Every line of the material should be output exactly as written.

[[ Record excerpts, beginning ]]

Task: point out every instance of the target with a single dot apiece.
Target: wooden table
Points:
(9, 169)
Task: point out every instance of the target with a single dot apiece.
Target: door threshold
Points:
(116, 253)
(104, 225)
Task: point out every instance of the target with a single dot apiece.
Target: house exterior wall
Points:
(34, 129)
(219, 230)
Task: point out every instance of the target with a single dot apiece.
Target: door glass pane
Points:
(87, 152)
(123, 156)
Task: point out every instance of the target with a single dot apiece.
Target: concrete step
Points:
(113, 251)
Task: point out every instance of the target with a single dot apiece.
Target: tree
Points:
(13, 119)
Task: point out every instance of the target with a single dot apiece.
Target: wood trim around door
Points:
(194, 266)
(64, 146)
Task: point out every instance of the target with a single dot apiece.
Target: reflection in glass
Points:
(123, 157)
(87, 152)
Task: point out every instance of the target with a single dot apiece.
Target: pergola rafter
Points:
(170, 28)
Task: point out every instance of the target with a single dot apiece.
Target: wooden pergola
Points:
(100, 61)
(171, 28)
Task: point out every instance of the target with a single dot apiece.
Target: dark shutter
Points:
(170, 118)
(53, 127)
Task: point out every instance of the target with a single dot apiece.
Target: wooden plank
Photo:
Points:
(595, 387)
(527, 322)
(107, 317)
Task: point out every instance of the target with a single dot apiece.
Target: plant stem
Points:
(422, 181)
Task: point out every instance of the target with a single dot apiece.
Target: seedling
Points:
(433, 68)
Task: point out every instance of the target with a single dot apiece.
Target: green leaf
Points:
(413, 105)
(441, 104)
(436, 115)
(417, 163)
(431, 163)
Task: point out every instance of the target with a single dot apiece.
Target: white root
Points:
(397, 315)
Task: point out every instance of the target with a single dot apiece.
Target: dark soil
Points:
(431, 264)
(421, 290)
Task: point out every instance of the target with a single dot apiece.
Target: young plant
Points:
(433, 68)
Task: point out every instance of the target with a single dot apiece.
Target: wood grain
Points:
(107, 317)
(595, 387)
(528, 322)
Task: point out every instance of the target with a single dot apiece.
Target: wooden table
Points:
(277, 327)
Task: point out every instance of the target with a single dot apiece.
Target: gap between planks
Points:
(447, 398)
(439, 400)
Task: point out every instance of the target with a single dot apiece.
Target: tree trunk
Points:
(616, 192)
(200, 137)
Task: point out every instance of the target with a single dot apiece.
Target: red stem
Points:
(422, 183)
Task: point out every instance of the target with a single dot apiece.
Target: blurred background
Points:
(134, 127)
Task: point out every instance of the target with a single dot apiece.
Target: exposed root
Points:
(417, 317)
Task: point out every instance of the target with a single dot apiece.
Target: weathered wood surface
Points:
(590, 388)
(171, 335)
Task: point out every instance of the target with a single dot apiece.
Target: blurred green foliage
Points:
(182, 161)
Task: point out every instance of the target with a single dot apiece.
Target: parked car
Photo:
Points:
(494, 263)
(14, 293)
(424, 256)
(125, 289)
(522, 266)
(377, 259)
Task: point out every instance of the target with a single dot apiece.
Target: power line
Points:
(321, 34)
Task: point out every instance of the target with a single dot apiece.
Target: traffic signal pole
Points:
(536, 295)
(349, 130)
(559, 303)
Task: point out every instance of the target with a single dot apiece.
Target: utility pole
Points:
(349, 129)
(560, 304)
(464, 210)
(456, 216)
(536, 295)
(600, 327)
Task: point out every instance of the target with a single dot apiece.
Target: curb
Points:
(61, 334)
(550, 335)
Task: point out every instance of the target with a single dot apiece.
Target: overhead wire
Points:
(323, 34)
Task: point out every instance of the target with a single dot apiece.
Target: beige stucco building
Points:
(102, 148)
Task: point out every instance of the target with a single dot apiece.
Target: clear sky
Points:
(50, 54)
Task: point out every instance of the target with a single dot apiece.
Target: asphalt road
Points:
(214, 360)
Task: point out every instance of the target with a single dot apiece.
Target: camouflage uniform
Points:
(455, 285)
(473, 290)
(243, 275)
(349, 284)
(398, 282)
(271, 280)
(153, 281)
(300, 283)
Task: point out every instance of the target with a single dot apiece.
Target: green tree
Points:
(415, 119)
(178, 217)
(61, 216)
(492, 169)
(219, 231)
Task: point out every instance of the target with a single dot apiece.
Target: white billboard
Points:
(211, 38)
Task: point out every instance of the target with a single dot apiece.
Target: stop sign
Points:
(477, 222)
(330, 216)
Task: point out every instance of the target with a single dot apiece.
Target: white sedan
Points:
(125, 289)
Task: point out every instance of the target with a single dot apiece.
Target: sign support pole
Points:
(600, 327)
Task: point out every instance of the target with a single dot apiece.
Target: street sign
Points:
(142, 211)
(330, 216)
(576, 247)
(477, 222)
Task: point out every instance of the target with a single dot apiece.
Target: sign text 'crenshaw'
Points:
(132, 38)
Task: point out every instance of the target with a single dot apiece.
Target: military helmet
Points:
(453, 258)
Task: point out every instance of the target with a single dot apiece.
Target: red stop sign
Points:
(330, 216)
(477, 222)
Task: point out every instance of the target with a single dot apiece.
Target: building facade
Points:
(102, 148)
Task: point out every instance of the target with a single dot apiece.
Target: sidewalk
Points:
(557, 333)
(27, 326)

[[ Record excerpts, end ]]

→ Your solution:
Task: point out every instance of the target with a single dot apiece.
Target: wooden table
Points:
(9, 169)
Task: point out every instance of the target with a single dot apiece.
Target: door threshold
Points:
(116, 253)
(104, 225)
Task: point out every instance of the target with a single dot apiece.
Target: house exterior wall
Points:
(34, 129)
(219, 230)
Task: point out every instance of the target with a single dot apiece.
Target: door glass pane
Points:
(87, 152)
(123, 156)
Task: point out every instance of the target with a single dot apiece.
Target: concrete step
Points:
(113, 251)
Task: point out every instance of the target with a single dot apiece.
Target: tree
Points:
(13, 119)
Task: point out every instance of the target with a single dot apiece.
Target: wood trim around door
Points:
(194, 266)
(64, 146)
Task: point out every instance of the target with a single dot apiece.
Target: reflection in glass
Points:
(123, 157)
(87, 152)
Task: point out every instance of the target with a single dot apiece.
Target: pergola rafter
Points:
(170, 28)
Task: point out every instance of the target with a single dot apiece.
Target: wooden pergola
Points:
(100, 61)
(171, 28)
Task: point out every instance of the target with a single dot apiece.
Target: dark shutter
Points:
(170, 118)
(53, 127)
Task: point out every instance of the target with a single dot apiece.
Target: wooden plank
Photo:
Points:
(595, 387)
(527, 322)
(107, 317)
Task: point out every instance of the target with a single dot apiece.
Target: plant stem
Points:
(422, 181)
Task: point out every instance of the target with a single dot apiece.
Target: seedling
Points:
(433, 68)
Task: point out every instance of the target with a single dot apiece.
Target: green leaf
Points:
(413, 105)
(441, 104)
(436, 115)
(417, 163)
(431, 163)
Task: point out every instance of the target with a single dot apiece.
Target: white root
Points:
(397, 315)
Task: point out every instance of the target with a single dot apiece.
Target: dark soil
Points:
(431, 264)
(421, 290)
Task: point out every instance of the target with a single dot apiece.
Target: young plant
Points:
(433, 68)
Task: point out every instance of the target with a single dot apiece.
Target: wood grain
Points:
(107, 317)
(595, 387)
(528, 322)
Task: point out every instance of the target with a single dot apiece.
Target: wooden table
Points:
(277, 327)
Task: point out every instance of the target with a single dot apiece.
Target: gap between planks
Points:
(447, 398)
(439, 400)
Task: point out every instance of the target with a single dot apiece.
Target: tree trunk
Points:
(616, 192)
(200, 137)
Task: point out every instance of the target with a single dot apiece.
Target: red stem
Points:
(422, 183)
Task: point out every instance of the target with a single dot apiece.
Target: blurred background
Points:
(134, 127)
Task: point out every instance of the target with a single dot apiece.
Target: exposed root
Points:
(417, 317)
Task: point out every instance of the target with a single dot apiece.
Target: weathered wood surface
Points:
(590, 388)
(171, 335)
Task: point out every instance of the target with a single dot apiece.
Target: blurred green foliage
Points:
(182, 161)
Task: point out every instance of the target with a single dot apiece.
Target: parked car
Photo:
Points:
(494, 263)
(14, 293)
(424, 256)
(125, 289)
(522, 266)
(377, 259)
Task: point out every instance of the target with a single dot apiece.
Target: power line
Points:
(321, 34)
Task: point out every instance of the target with a single dot apiece.
Target: traffic signal pole
Points:
(536, 295)
(349, 130)
(559, 303)
Task: point out every instance of the target with a single dot apiece.
Target: utility pole
Points:
(349, 129)
(560, 304)
(464, 210)
(456, 216)
(536, 295)
(600, 327)
Task: point out every instance of the target with a single dot apiece.
Target: curb
Points:
(61, 334)
(550, 335)
Task: point out every instance of the target with a single dot apiece.
Target: overhead wire
Points:
(323, 34)
Task: point out every instance of the target with a single dot apiece.
Target: beige stucco building
Points:
(102, 148)
Task: point out every instance of the target with a single dot apiece.
Target: clear sky
Points:
(50, 54)
Task: point out every instance of the target with a single dot apiece.
Target: asphalt road
Points:
(214, 360)
Task: point out every instance of the target with a single dot apiece.
Target: camouflage uniform
Points:
(455, 285)
(473, 290)
(243, 275)
(349, 284)
(398, 282)
(271, 280)
(153, 281)
(300, 283)
Task: point out every instance of the target with a single dot apiece.
Target: green tree
Points:
(415, 119)
(178, 217)
(61, 216)
(492, 169)
(219, 231)
Task: point out every instance of the target with a single dot apiece.
Target: white billboard
Points:
(211, 38)
Task: point out every instance of the target with a single dot apiece.
Target: stop sign
Points:
(477, 222)
(330, 216)
Task: point out every instance of the target with a single dot apiece.
Target: white sedan
Points:
(125, 289)
Task: point out every instance of the target with a single dot apiece.
Target: sign support pole
Points:
(600, 327)
Task: point out every instance of the target with a single dot apiece.
Target: street sign
Points:
(142, 211)
(330, 216)
(576, 247)
(477, 222)
Task: point out every instance of the target with a single dot apiece.
Target: sign text 'crenshaw'
Points:
(132, 38)
Task: point out every instance of the target with a single dot apiece.
Target: military helmet
Points:
(453, 258)
Task: point out every instance of the target with a single dot apiece.
Target: red stop sign
Points:
(330, 216)
(477, 222)
Task: point out every instance of the target with a single dot apiece.
Target: building facade
Points:
(102, 148)
Task: point out every instance of the target with a single dot apiece.
Target: sidewalk
Points:
(557, 333)
(27, 326)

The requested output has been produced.